* _Exercise instructions_: Gather every line in the records below that contains the word "dark", and copy each one unchanged.

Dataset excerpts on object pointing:
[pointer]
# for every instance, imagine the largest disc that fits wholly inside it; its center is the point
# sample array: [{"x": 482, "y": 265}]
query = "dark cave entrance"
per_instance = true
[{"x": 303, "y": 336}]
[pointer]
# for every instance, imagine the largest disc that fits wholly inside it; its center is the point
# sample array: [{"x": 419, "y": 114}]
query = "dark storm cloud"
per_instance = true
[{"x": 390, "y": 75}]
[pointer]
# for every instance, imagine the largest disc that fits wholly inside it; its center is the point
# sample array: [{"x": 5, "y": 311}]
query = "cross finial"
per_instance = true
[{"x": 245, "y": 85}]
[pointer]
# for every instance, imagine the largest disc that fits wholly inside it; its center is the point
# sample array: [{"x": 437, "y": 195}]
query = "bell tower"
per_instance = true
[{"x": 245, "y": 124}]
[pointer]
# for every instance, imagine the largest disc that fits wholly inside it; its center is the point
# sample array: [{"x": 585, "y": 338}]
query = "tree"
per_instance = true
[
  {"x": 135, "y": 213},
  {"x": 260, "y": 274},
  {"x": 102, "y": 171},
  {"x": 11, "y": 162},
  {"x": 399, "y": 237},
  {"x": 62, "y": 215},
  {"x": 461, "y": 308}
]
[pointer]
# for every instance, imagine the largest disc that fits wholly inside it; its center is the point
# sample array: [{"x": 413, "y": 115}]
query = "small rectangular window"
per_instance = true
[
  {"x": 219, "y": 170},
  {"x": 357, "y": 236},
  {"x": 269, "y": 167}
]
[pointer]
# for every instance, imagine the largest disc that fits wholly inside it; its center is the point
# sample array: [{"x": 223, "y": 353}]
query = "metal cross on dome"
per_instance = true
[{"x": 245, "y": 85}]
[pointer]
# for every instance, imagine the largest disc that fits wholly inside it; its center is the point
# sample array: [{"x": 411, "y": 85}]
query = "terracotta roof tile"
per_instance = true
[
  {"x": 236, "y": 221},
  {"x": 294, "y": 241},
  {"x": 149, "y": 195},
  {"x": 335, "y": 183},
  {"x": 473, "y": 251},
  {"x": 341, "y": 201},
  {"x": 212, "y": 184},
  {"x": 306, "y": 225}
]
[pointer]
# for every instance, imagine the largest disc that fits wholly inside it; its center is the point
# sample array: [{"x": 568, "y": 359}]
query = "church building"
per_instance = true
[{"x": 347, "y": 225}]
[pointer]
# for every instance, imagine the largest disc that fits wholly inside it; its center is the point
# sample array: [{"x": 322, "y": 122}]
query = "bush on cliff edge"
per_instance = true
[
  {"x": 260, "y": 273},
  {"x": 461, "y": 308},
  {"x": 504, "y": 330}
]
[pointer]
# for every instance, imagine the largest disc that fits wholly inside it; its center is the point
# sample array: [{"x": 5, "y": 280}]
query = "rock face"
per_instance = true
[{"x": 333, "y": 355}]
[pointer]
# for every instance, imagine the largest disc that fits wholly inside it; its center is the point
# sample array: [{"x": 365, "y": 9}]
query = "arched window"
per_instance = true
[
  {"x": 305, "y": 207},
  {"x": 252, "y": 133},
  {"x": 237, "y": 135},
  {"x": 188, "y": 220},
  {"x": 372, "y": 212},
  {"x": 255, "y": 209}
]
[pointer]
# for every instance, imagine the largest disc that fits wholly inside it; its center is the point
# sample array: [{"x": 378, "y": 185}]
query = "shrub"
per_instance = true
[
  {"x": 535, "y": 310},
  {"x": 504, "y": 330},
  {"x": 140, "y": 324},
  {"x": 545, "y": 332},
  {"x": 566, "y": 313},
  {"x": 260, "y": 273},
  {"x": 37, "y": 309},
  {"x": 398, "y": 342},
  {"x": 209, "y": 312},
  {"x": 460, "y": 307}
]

* _Response to this task_:
query = "dark cave entrance"
query = "dark storm cloud"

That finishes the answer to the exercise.